EXCERPTED TEXT |
• • • • •

Call for Papers: Representing Women’s Health: 12 June 2020, University of Glasgow


Keynote Speakers:

Dr Ria Cheyne (Liverpool Hope University)

Dr Agomoni Ganguli Mitra (University of Edinburgh)

Dr Anne Whitehead (Newcastle University)

Organiser: Dr Anna McFarlane (University of Glasgow)

The conversation around women’s health in recent years has circulated around the dismissal of women’s subjective experiences by caregivers and the ways in which women may find themselves disadvantaged in healthcare settings by prejudice and misunderstanding. Widely-reported events such as the mesh implant scandal, the treatment of Serena Williams during and after the delivery of her baby, a report finding that black women are five times more likely to die in childbirth than white women in the UK, and the Irish Repeal the 8th campaign have all been catalysts for discussions about women’s health and the medical establishment. This conference asks how representations of women’s health might intervene, allowing women to communicate their pain with one another and to help each other navigate a neoliberal, austerity-hit healthcare marketplace. Might representation and communication be used to build solidarity across barriers of class and identity, or might representation sometimes prove damaging? The conference is funded by the British Academy. It takes place at the University of Glasgow, home of the Wellcome Trust-funded Science and the Medical Humanities project and the first Fantasy Masters programme in the world, so a focus on fantastika and women’s health is particularly encouraged.

• • • • •

SUPPLIED MATERIAL |
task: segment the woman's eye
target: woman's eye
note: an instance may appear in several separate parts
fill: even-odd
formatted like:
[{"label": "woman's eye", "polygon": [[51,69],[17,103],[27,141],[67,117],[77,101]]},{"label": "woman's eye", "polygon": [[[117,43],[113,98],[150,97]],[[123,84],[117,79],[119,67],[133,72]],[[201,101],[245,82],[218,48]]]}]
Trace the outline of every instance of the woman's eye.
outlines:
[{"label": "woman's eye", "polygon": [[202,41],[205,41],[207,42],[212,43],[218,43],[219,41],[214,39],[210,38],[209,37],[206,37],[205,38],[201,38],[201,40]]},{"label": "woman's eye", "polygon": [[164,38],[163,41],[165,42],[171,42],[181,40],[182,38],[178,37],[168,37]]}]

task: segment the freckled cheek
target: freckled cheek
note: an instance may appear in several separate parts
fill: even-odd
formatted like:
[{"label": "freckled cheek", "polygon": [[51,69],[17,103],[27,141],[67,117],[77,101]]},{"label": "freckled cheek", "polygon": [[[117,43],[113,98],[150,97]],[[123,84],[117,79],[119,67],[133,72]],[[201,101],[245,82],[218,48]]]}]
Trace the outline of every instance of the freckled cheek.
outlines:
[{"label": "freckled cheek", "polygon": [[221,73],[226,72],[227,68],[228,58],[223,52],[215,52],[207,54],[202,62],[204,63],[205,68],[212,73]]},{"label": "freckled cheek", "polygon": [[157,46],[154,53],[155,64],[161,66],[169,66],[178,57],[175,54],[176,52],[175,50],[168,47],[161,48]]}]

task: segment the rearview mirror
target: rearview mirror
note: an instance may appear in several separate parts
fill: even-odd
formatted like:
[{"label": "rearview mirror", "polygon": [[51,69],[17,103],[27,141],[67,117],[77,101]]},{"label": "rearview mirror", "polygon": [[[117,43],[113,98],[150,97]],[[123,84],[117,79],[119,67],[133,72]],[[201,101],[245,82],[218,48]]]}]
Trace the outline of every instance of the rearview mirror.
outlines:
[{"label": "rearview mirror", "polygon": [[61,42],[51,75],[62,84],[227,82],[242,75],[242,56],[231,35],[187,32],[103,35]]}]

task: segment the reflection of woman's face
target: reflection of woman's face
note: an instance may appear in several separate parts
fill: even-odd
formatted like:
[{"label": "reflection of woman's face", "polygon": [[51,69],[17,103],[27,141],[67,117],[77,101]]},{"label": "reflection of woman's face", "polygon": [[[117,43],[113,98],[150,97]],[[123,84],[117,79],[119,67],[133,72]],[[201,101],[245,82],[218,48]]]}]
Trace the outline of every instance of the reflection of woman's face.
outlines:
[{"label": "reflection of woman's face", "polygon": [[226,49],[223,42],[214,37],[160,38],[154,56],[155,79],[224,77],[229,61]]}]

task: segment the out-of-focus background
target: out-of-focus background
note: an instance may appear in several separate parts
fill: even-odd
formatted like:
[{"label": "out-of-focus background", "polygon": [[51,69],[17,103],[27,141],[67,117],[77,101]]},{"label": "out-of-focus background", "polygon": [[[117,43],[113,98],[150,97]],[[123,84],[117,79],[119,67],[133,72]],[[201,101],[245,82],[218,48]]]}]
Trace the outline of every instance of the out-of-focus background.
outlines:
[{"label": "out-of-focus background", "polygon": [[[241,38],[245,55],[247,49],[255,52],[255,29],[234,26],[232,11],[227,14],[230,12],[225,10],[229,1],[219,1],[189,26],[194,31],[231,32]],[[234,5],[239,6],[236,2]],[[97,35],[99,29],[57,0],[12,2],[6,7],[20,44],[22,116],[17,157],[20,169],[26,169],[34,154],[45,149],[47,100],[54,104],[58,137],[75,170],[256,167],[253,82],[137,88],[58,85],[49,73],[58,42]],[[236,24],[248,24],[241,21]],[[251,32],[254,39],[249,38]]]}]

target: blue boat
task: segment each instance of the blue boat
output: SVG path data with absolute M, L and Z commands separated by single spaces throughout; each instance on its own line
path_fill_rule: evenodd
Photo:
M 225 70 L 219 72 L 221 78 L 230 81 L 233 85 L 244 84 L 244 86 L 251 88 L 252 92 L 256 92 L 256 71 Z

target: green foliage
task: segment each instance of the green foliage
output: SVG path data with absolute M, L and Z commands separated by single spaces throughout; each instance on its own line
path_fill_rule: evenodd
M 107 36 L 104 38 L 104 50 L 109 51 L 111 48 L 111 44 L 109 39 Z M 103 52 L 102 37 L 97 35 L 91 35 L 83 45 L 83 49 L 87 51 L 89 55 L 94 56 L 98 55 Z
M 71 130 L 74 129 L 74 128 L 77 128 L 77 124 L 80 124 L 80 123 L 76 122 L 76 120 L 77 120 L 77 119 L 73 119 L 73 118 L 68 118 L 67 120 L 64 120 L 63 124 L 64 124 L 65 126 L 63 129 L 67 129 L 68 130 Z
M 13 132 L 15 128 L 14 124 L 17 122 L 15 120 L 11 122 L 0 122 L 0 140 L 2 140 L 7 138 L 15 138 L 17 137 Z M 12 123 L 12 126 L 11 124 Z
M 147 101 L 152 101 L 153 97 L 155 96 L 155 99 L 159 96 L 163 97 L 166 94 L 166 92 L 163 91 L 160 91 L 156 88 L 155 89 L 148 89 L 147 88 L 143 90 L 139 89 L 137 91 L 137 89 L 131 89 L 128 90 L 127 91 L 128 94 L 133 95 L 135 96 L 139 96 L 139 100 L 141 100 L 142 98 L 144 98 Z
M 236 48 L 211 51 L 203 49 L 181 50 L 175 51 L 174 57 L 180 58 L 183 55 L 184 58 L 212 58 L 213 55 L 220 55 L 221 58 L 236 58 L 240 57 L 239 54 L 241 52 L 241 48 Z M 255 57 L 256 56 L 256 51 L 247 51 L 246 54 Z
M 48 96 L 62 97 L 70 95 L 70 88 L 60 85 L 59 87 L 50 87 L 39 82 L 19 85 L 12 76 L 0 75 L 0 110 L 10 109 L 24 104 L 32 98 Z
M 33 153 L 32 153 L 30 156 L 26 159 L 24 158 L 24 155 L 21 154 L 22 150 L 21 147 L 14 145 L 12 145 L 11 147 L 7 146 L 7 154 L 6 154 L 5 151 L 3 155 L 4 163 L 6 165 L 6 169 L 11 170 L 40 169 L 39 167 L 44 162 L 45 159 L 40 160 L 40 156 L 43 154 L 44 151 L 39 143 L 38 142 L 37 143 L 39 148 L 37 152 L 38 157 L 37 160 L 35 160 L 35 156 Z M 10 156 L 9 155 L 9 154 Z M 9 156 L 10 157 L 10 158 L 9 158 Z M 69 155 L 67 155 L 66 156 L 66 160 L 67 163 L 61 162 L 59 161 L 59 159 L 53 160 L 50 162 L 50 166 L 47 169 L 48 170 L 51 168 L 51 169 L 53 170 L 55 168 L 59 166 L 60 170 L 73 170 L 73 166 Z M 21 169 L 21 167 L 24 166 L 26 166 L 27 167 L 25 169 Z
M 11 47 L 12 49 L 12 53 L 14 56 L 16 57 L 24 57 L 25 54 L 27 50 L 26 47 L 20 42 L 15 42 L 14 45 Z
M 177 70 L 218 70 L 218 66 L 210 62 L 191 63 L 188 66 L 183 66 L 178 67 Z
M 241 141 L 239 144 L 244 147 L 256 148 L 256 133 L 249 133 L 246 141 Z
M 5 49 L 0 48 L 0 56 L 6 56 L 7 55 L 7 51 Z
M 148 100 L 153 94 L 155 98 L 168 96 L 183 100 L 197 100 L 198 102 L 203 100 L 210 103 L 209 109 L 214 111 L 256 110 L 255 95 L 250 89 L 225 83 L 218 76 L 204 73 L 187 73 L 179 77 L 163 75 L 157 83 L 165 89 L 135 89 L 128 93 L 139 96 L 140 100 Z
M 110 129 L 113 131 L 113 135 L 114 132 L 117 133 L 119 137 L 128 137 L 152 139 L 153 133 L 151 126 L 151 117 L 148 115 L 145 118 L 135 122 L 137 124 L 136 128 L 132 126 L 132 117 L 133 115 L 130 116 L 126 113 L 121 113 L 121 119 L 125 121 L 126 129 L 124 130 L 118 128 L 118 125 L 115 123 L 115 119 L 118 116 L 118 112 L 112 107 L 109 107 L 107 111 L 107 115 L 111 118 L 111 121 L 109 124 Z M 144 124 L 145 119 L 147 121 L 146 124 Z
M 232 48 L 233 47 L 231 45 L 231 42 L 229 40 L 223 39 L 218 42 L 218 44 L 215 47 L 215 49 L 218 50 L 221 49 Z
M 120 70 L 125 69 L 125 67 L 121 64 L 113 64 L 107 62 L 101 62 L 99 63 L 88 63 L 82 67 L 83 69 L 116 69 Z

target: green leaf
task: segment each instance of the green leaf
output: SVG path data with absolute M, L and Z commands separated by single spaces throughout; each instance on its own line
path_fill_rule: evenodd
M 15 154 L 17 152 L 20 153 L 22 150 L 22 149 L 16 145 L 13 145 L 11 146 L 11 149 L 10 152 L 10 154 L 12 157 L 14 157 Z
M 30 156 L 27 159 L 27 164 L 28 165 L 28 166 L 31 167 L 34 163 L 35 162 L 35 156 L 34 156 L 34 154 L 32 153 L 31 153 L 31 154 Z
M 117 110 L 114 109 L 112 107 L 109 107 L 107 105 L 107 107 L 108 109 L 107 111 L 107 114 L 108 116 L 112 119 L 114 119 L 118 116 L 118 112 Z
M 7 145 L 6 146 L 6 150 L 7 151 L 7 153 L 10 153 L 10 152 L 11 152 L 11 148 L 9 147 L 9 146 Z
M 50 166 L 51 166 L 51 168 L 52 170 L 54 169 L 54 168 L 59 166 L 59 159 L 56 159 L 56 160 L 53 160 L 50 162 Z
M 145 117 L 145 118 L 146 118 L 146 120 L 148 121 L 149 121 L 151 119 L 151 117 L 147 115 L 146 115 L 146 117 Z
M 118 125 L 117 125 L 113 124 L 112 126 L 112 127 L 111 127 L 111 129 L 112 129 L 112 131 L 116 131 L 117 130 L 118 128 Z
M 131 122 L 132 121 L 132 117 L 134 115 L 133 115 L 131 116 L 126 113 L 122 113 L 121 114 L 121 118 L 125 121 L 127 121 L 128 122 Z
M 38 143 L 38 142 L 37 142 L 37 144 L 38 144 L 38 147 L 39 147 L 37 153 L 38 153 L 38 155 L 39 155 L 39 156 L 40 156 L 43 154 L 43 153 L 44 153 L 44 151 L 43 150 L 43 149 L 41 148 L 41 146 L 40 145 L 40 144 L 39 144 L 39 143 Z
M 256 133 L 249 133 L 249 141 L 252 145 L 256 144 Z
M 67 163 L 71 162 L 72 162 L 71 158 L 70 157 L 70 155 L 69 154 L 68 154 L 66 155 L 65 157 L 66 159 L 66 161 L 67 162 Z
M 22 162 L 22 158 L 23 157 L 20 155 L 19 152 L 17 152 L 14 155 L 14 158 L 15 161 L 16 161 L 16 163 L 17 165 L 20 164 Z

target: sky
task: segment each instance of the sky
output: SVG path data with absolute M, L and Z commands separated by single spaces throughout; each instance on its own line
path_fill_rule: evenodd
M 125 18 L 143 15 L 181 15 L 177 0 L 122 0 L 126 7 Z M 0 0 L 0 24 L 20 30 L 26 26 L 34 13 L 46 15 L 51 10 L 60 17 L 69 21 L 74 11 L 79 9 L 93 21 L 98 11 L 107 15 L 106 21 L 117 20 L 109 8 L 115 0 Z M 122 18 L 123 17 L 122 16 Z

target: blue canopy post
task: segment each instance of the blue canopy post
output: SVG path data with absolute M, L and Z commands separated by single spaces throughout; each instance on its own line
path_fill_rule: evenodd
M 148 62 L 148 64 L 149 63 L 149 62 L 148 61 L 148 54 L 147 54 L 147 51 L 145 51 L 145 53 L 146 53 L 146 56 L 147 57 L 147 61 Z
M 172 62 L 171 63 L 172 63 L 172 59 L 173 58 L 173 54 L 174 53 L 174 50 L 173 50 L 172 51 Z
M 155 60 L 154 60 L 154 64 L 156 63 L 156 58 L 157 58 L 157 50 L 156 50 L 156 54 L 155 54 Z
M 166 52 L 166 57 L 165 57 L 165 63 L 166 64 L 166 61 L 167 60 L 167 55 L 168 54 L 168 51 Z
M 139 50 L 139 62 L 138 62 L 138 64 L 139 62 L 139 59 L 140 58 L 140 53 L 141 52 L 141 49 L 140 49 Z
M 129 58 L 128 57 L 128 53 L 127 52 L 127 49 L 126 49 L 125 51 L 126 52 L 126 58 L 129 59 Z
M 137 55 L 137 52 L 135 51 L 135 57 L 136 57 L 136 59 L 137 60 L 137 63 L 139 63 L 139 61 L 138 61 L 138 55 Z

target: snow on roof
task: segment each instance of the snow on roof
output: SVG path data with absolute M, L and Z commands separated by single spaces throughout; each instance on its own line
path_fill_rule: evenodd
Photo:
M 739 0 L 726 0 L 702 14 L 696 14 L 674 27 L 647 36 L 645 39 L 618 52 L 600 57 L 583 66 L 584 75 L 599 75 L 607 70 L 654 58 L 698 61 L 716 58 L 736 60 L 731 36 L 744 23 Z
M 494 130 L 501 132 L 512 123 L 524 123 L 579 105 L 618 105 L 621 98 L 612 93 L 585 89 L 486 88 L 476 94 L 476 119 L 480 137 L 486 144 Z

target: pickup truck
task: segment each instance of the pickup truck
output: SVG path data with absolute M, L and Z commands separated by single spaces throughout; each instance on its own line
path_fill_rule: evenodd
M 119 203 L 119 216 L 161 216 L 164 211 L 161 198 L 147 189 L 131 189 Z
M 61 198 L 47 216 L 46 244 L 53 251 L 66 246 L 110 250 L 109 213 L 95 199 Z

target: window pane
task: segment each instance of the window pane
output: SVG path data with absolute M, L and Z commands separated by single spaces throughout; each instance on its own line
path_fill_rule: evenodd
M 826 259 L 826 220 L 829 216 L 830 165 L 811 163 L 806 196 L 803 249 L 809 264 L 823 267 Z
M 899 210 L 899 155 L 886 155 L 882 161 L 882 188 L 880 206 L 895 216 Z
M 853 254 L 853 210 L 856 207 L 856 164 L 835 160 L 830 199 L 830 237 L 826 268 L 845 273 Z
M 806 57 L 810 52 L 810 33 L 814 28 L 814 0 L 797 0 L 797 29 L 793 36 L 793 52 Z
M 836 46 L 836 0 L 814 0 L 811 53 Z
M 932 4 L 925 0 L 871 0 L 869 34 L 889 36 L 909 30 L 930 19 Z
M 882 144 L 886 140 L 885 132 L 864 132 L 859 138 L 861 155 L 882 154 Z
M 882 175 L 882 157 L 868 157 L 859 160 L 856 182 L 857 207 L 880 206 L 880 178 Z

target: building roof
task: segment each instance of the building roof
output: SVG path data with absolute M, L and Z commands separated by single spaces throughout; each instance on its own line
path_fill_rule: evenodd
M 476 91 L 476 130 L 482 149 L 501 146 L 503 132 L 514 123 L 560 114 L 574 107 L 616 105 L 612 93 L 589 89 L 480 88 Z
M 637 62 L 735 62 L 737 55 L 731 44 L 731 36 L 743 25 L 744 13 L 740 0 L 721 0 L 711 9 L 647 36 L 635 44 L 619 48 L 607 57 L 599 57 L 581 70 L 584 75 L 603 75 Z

• • • • •

ACTIVITY 1 | From the call for papers, reproduce word for word the passage starting with "Dr Ria Cheyne" and going on through "(University of Glasgow)".
ACTIVITY 2 | Name every keynote speaker listed in the call for papers.
ACTIVITY 3 |
Answer these from the call for papers:
(a) Who is the organiser?
(b) According to the report it mentions, how many times more likely are black women than white women in the UK to die in childbirth?
(c) Which body funds the conference?
The listing plays no part in what follows.

TASK ANSWER 1 |
Dr Ria Cheyne (Liverpool Hope University)

Dr Agomoni Ganguli Mitra (University of Edinburgh)

Dr Anne Whitehead (Newcastle University)

Organiser: Dr Anna McFarlane (University of Glasgow)

TASK ANSWER 2 |
Dr Ria Cheyne
Dr Agomoni Ganguli Mitra
Dr Anne Whitehead

TASK ANSWER 3 |
(a) Dr Anna McFarlane (University of Glasgow)
(b) Five times
(c) The British Academy